**Excerpt to read**
Thursday, September 30, 2010

4. Up at the dam. Down on the farm.

Sourdough, basil, red onion, heirloom tomatoes,
and Dubliner cheese. Dam in the background.

After our fossil excursion, Mom and I stopped at the Grand Coulee Dam (throw your hands up for the second largest concrete structure in the world!), where we received dining advice from one of the volunteers, but ultimately decided against Grand Coulee Thai food (in my book, a sketchy prospect) and ate some open face sandwiches in the parking lot. Those swell sandwiches were courtesy of me. We didn't stay for the laser show (again, against the volunteer's advice) mostly because I thought it sounded way lame. I mean, I've been wrong before but never about lasers.

From the GCD Visitor Center. Dam workers went down to the depths with these helmets.
The back is open--I assume for photo ops. Did I stick my head in there? No I did not. 

Here's my rundown of the Grand Coulee Dam. Yes, it's amazing. But you want to go on the tour. It's not as amazing if you just look at the spillway from the parking lot, or if you drive up to the tour station above the Third Power Plant expecting there to be a 5PM tour (like it said on the website) but find out that the last tour was at 4PM.  OK, so the website does have a small caveat about calling in advance to check the tour times. It's a volunteer-staffed deal, I get that. Still, going inside the Third Power Plant is like being inside The X-Files movie (which I didn't realize until my dear friend {ABBIE!} saw the connection). What diabolical scheme is being hatched beneath those turbine covers? And what exactly is the use of the world's largest crane? Something to do with alien-human-hybrid-worker-bee-clone-children? I have my suspicions. Yeah, the Grand Coulee Dam is exactly like that movie. (While we're on the subject of The X-Files: never ever watch the 2nd X-Files movie, X-Files: I Want to Believe, because it is exactly like stupid.) OK, now that that's taken care of...

The next morning, Mom and I headed to Green Bluff for apple and blackberry picking and to eat pie. Always pie. The morning was breezy. There was a slight drizzle. The cricket population was very vocal. Mom listened for a bit and then said, "Do you hear that?"

**Dataset extract**

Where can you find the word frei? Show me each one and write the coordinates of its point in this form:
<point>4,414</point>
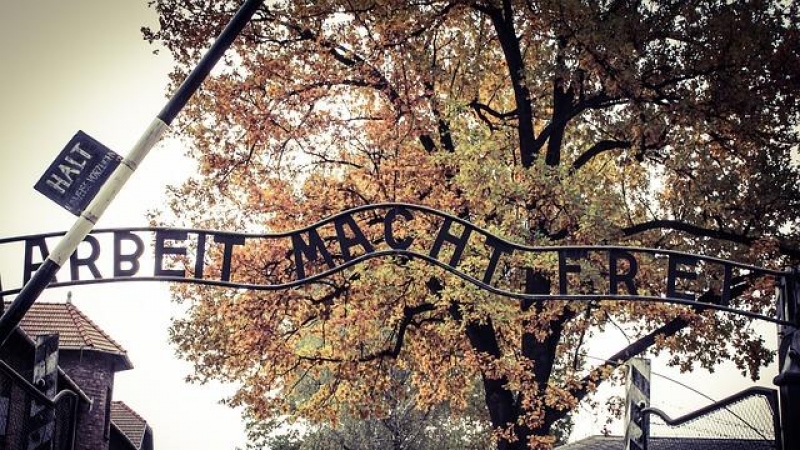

**To-do list**
- A) In the Grand Coulee Dam post, copy out the passage starting with "Sourdough, basil, red" and going on through "never about lasers.".
- B) For each statement, say whether it agrees with the Grand Coulee Dam post, and quote the words from the post that decide it. (i) The writer and Mom stayed at the dam for the laser show. (ii) The website listed a tour at 5PM. (iii) The sandwiches were eaten in the parking lot.

**Task answers**
- A)
Sourdough, basil, red onion, heirloom tomatoes,
and Dubliner cheese. Dam in the background.

After our fossil excursion, Mom and I stopped at the Grand Coulee Dam (throw your hands up for the second largest concrete structure in the world!), where we received dining advice from one of the volunteers, but ultimately decided against Grand Coulee Thai food (in my book, a sketchy prospect) and ate some open face sandwiches in the parking lot. Those swell sandwiches were courtesy of me. We didn't stay for the laser show (again, against the volunteer's advice) mostly because I thought it sounded way lame. I mean, I've been wrong before but never about lasers.

- B)
(i) No: "We didn't stay for the laser show"
(ii) Yes: "expecting there to be a 5PM tour (like it said on the website)"
(iii) Yes: "ate some open face sandwiches in the parking lot"